▸ WHAT THE TASK REQUIRES
Pictures aside, write out every record exactly as it appears.

(Image-backed grounding data)
Segment Open
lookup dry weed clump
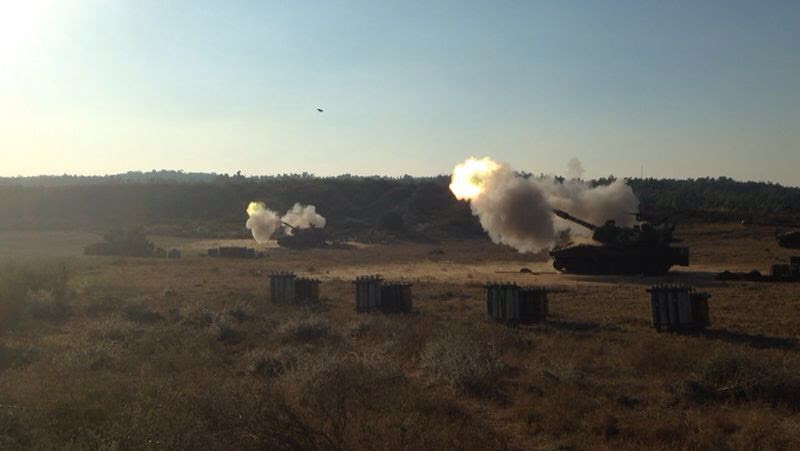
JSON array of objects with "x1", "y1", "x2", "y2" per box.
[
  {"x1": 348, "y1": 315, "x2": 438, "y2": 359},
  {"x1": 675, "y1": 350, "x2": 800, "y2": 411},
  {"x1": 5, "y1": 227, "x2": 800, "y2": 448},
  {"x1": 0, "y1": 262, "x2": 72, "y2": 330},
  {"x1": 121, "y1": 300, "x2": 163, "y2": 324},
  {"x1": 0, "y1": 344, "x2": 36, "y2": 372},
  {"x1": 243, "y1": 347, "x2": 297, "y2": 378},
  {"x1": 348, "y1": 316, "x2": 374, "y2": 337},
  {"x1": 208, "y1": 315, "x2": 242, "y2": 344},
  {"x1": 419, "y1": 329, "x2": 504, "y2": 395},
  {"x1": 277, "y1": 315, "x2": 334, "y2": 344},
  {"x1": 84, "y1": 294, "x2": 125, "y2": 317},
  {"x1": 179, "y1": 300, "x2": 214, "y2": 327},
  {"x1": 280, "y1": 351, "x2": 507, "y2": 449},
  {"x1": 624, "y1": 336, "x2": 702, "y2": 376},
  {"x1": 26, "y1": 288, "x2": 72, "y2": 322},
  {"x1": 225, "y1": 302, "x2": 255, "y2": 322},
  {"x1": 57, "y1": 341, "x2": 122, "y2": 372},
  {"x1": 87, "y1": 317, "x2": 140, "y2": 344}
]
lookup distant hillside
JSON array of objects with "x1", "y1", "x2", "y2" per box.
[{"x1": 0, "y1": 173, "x2": 798, "y2": 238}]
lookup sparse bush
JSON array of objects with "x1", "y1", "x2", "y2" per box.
[
  {"x1": 674, "y1": 351, "x2": 800, "y2": 412},
  {"x1": 348, "y1": 317, "x2": 374, "y2": 337},
  {"x1": 281, "y1": 351, "x2": 507, "y2": 449},
  {"x1": 180, "y1": 300, "x2": 214, "y2": 327},
  {"x1": 703, "y1": 351, "x2": 759, "y2": 386},
  {"x1": 225, "y1": 303, "x2": 254, "y2": 322},
  {"x1": 0, "y1": 263, "x2": 71, "y2": 330},
  {"x1": 626, "y1": 337, "x2": 701, "y2": 376},
  {"x1": 0, "y1": 344, "x2": 35, "y2": 372},
  {"x1": 85, "y1": 295, "x2": 126, "y2": 316},
  {"x1": 244, "y1": 348, "x2": 297, "y2": 378},
  {"x1": 122, "y1": 301, "x2": 162, "y2": 324},
  {"x1": 209, "y1": 316, "x2": 242, "y2": 344},
  {"x1": 58, "y1": 341, "x2": 121, "y2": 372},
  {"x1": 88, "y1": 317, "x2": 139, "y2": 343},
  {"x1": 27, "y1": 288, "x2": 71, "y2": 322},
  {"x1": 419, "y1": 329, "x2": 504, "y2": 395},
  {"x1": 277, "y1": 315, "x2": 333, "y2": 344}
]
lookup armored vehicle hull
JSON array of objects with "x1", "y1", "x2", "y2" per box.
[
  {"x1": 777, "y1": 231, "x2": 800, "y2": 249},
  {"x1": 550, "y1": 244, "x2": 689, "y2": 275},
  {"x1": 548, "y1": 208, "x2": 689, "y2": 275},
  {"x1": 277, "y1": 227, "x2": 327, "y2": 249}
]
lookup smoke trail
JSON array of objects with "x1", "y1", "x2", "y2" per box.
[
  {"x1": 449, "y1": 157, "x2": 639, "y2": 253},
  {"x1": 246, "y1": 202, "x2": 281, "y2": 243},
  {"x1": 281, "y1": 203, "x2": 326, "y2": 235}
]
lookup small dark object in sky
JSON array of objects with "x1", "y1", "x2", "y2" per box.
[{"x1": 316, "y1": 108, "x2": 323, "y2": 112}]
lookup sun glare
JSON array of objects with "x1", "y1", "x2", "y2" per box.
[{"x1": 0, "y1": 0, "x2": 50, "y2": 58}]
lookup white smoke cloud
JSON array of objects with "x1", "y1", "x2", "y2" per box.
[
  {"x1": 450, "y1": 157, "x2": 640, "y2": 253},
  {"x1": 245, "y1": 201, "x2": 327, "y2": 242},
  {"x1": 246, "y1": 202, "x2": 281, "y2": 243},
  {"x1": 281, "y1": 203, "x2": 326, "y2": 235},
  {"x1": 539, "y1": 178, "x2": 639, "y2": 228}
]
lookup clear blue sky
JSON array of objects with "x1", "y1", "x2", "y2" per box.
[{"x1": 1, "y1": 1, "x2": 798, "y2": 185}]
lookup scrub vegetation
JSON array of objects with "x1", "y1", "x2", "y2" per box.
[{"x1": 1, "y1": 222, "x2": 800, "y2": 449}]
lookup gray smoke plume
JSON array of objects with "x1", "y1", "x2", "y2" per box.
[
  {"x1": 539, "y1": 178, "x2": 639, "y2": 228},
  {"x1": 470, "y1": 166, "x2": 556, "y2": 253},
  {"x1": 281, "y1": 203, "x2": 326, "y2": 235},
  {"x1": 450, "y1": 157, "x2": 639, "y2": 253},
  {"x1": 566, "y1": 157, "x2": 585, "y2": 179},
  {"x1": 246, "y1": 202, "x2": 327, "y2": 242}
]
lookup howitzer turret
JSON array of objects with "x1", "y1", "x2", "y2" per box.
[
  {"x1": 549, "y1": 209, "x2": 689, "y2": 275},
  {"x1": 277, "y1": 222, "x2": 327, "y2": 249}
]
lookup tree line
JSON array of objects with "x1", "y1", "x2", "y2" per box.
[{"x1": 0, "y1": 174, "x2": 798, "y2": 237}]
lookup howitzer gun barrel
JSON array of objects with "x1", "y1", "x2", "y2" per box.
[
  {"x1": 552, "y1": 209, "x2": 598, "y2": 231},
  {"x1": 281, "y1": 221, "x2": 296, "y2": 230}
]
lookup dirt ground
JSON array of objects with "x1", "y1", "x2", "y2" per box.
[{"x1": 1, "y1": 223, "x2": 799, "y2": 449}]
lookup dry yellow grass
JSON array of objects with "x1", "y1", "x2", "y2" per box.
[{"x1": 1, "y1": 223, "x2": 799, "y2": 449}]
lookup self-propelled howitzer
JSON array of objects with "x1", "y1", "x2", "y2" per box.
[
  {"x1": 549, "y1": 209, "x2": 689, "y2": 275},
  {"x1": 777, "y1": 230, "x2": 800, "y2": 249},
  {"x1": 276, "y1": 222, "x2": 327, "y2": 249}
]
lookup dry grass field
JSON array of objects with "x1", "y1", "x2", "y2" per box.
[{"x1": 1, "y1": 223, "x2": 800, "y2": 449}]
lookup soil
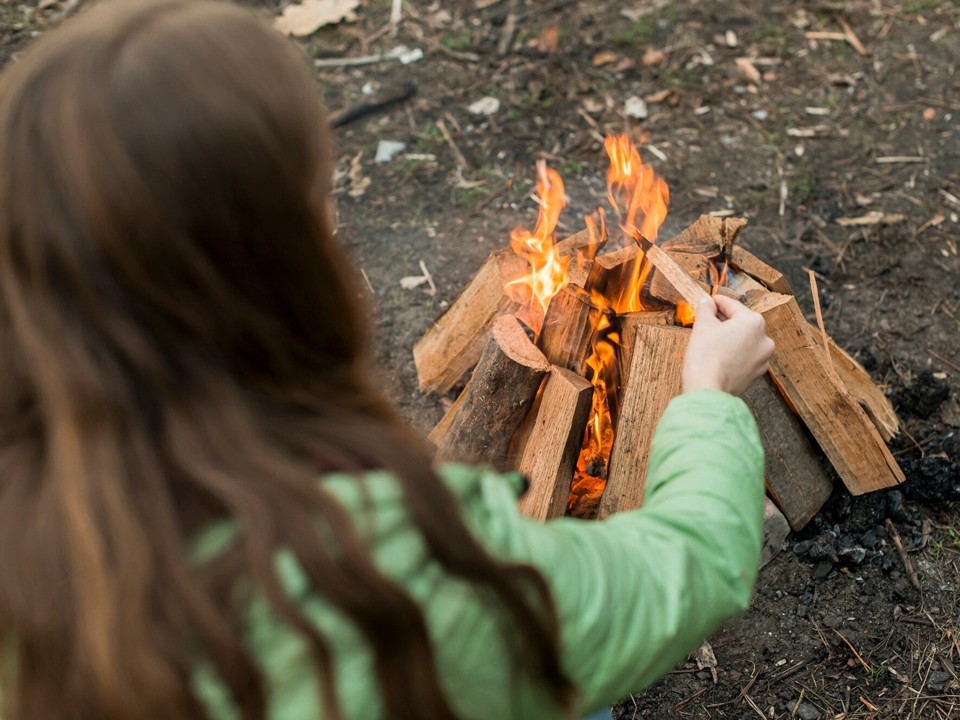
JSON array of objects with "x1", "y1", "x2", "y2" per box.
[{"x1": 3, "y1": 1, "x2": 959, "y2": 718}]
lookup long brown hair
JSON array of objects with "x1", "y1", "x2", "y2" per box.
[{"x1": 0, "y1": 2, "x2": 573, "y2": 718}]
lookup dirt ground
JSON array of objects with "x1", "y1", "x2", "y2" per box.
[{"x1": 3, "y1": 0, "x2": 959, "y2": 718}]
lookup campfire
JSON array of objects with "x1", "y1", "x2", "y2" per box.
[{"x1": 414, "y1": 134, "x2": 904, "y2": 539}]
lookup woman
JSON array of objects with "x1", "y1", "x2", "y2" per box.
[{"x1": 0, "y1": 2, "x2": 773, "y2": 719}]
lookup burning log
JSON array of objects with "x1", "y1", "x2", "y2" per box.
Segment Closed
▸ RESPONSE FOR THIS EXERCISE
lookup dry weed clump
JSON array of objects with "x1", "y1", "x2", "y2" per box.
[
  {"x1": 348, "y1": 315, "x2": 438, "y2": 359},
  {"x1": 675, "y1": 350, "x2": 800, "y2": 411},
  {"x1": 5, "y1": 227, "x2": 800, "y2": 448},
  {"x1": 0, "y1": 262, "x2": 72, "y2": 330},
  {"x1": 121, "y1": 300, "x2": 163, "y2": 324},
  {"x1": 0, "y1": 344, "x2": 36, "y2": 372},
  {"x1": 243, "y1": 347, "x2": 297, "y2": 378},
  {"x1": 348, "y1": 316, "x2": 374, "y2": 337},
  {"x1": 208, "y1": 315, "x2": 242, "y2": 344},
  {"x1": 419, "y1": 329, "x2": 504, "y2": 395},
  {"x1": 277, "y1": 315, "x2": 334, "y2": 344},
  {"x1": 84, "y1": 294, "x2": 125, "y2": 317},
  {"x1": 179, "y1": 300, "x2": 214, "y2": 327},
  {"x1": 280, "y1": 351, "x2": 507, "y2": 449},
  {"x1": 624, "y1": 336, "x2": 702, "y2": 376},
  {"x1": 26, "y1": 288, "x2": 72, "y2": 322},
  {"x1": 225, "y1": 302, "x2": 255, "y2": 322},
  {"x1": 57, "y1": 341, "x2": 122, "y2": 372},
  {"x1": 87, "y1": 317, "x2": 140, "y2": 344}
]
lookup distant hillside
JSON array of objects with "x1", "y1", "x2", "y2" per box.
[{"x1": 0, "y1": 173, "x2": 798, "y2": 238}]
lookup sparse bush
JSON array of objects with "x1", "y1", "x2", "y2" per box.
[
  {"x1": 674, "y1": 351, "x2": 800, "y2": 412},
  {"x1": 348, "y1": 317, "x2": 374, "y2": 337},
  {"x1": 281, "y1": 351, "x2": 507, "y2": 449},
  {"x1": 180, "y1": 300, "x2": 214, "y2": 327},
  {"x1": 703, "y1": 351, "x2": 759, "y2": 386},
  {"x1": 225, "y1": 303, "x2": 254, "y2": 322},
  {"x1": 0, "y1": 263, "x2": 71, "y2": 330},
  {"x1": 626, "y1": 337, "x2": 701, "y2": 376},
  {"x1": 0, "y1": 344, "x2": 35, "y2": 372},
  {"x1": 85, "y1": 295, "x2": 126, "y2": 316},
  {"x1": 244, "y1": 348, "x2": 297, "y2": 378},
  {"x1": 122, "y1": 301, "x2": 162, "y2": 324},
  {"x1": 209, "y1": 316, "x2": 242, "y2": 344},
  {"x1": 58, "y1": 341, "x2": 121, "y2": 372},
  {"x1": 88, "y1": 317, "x2": 139, "y2": 343},
  {"x1": 27, "y1": 288, "x2": 71, "y2": 322},
  {"x1": 419, "y1": 329, "x2": 504, "y2": 395},
  {"x1": 277, "y1": 315, "x2": 333, "y2": 344}
]
lookup armored vehicle hull
JSON array of objects with "x1", "y1", "x2", "y2" per box.
[
  {"x1": 777, "y1": 231, "x2": 800, "y2": 249},
  {"x1": 550, "y1": 244, "x2": 689, "y2": 275},
  {"x1": 548, "y1": 208, "x2": 689, "y2": 275},
  {"x1": 277, "y1": 227, "x2": 327, "y2": 249}
]
lookup smoke trail
JSON array of objects with "x1", "y1", "x2", "y2" per box.
[
  {"x1": 449, "y1": 157, "x2": 639, "y2": 253},
  {"x1": 246, "y1": 202, "x2": 281, "y2": 243},
  {"x1": 281, "y1": 203, "x2": 326, "y2": 235}
]
lookup small dark object in sky
JSON array of objects with "x1", "y1", "x2", "y2" per box.
[{"x1": 316, "y1": 108, "x2": 323, "y2": 112}]
lookup sun glare
JSON array of objects with "x1", "y1", "x2", "y2" per box.
[{"x1": 0, "y1": 0, "x2": 50, "y2": 58}]
lookup white smoke cloud
JSON array of objects with "x1", "y1", "x2", "y2" per box.
[
  {"x1": 450, "y1": 157, "x2": 640, "y2": 253},
  {"x1": 245, "y1": 201, "x2": 327, "y2": 242},
  {"x1": 246, "y1": 202, "x2": 281, "y2": 243},
  {"x1": 281, "y1": 203, "x2": 326, "y2": 235},
  {"x1": 539, "y1": 178, "x2": 639, "y2": 228}
]
lookup clear blue sky
JSON array of objects with "x1", "y1", "x2", "y2" per box.
[{"x1": 1, "y1": 1, "x2": 798, "y2": 185}]
lookup scrub vegetation
JSON array of objects with "x1", "y1", "x2", "y2" per box.
[{"x1": 1, "y1": 222, "x2": 800, "y2": 449}]
lookup gray smoke plume
JSON array of objects with "x1", "y1", "x2", "y2" per box.
[
  {"x1": 539, "y1": 178, "x2": 639, "y2": 228},
  {"x1": 470, "y1": 166, "x2": 556, "y2": 253},
  {"x1": 281, "y1": 203, "x2": 326, "y2": 235},
  {"x1": 450, "y1": 157, "x2": 639, "y2": 253},
  {"x1": 566, "y1": 157, "x2": 585, "y2": 179},
  {"x1": 246, "y1": 202, "x2": 327, "y2": 242}
]
lookup howitzer turret
JSON array of objects with "x1", "y1", "x2", "y2" per box.
[
  {"x1": 549, "y1": 209, "x2": 689, "y2": 275},
  {"x1": 277, "y1": 222, "x2": 327, "y2": 249}
]
lookup tree line
JSON array of objects with "x1", "y1", "x2", "y2" per box.
[{"x1": 0, "y1": 174, "x2": 798, "y2": 237}]
lookup howitzer gun barrel
JSON array of objects with "x1", "y1", "x2", "y2" per box.
[
  {"x1": 552, "y1": 209, "x2": 598, "y2": 231},
  {"x1": 281, "y1": 221, "x2": 296, "y2": 230}
]
lookup dirt ground
JSON array of objects with "x1", "y1", "x2", "y2" per box.
[{"x1": 1, "y1": 223, "x2": 799, "y2": 449}]
lookup dry yellow grass
JSON array of objects with "x1", "y1", "x2", "y2" per box.
[{"x1": 1, "y1": 223, "x2": 799, "y2": 449}]
lookup self-propelled howitzer
JSON array of objects with "x1", "y1", "x2", "y2" per box.
[
  {"x1": 549, "y1": 209, "x2": 689, "y2": 275},
  {"x1": 777, "y1": 230, "x2": 800, "y2": 249},
  {"x1": 276, "y1": 222, "x2": 327, "y2": 249}
]
lookup dry grass field
JSON array of objects with "x1", "y1", "x2", "y2" per box.
[{"x1": 1, "y1": 223, "x2": 800, "y2": 449}]
lookup soil
JSON array of objects with "x1", "y1", "x2", "y2" per box.
[{"x1": 3, "y1": 1, "x2": 959, "y2": 718}]
lookup long brown hair
JSON array of objects with "x1", "y1", "x2", "y2" per box.
[{"x1": 0, "y1": 2, "x2": 573, "y2": 718}]
lookup dirt ground
JSON array of objects with "x1", "y1", "x2", "y2" per box.
[{"x1": 3, "y1": 0, "x2": 959, "y2": 718}]
lookup campfire
JSON array of objects with "x1", "y1", "x2", "y2" per box.
[{"x1": 414, "y1": 134, "x2": 904, "y2": 539}]
lookup woman
JSON array of objects with "x1", "y1", "x2", "y2" per box.
[{"x1": 0, "y1": 2, "x2": 773, "y2": 719}]
lookup burning log
JSON array of objects with "x1", "y1", "x2", "y2" per box.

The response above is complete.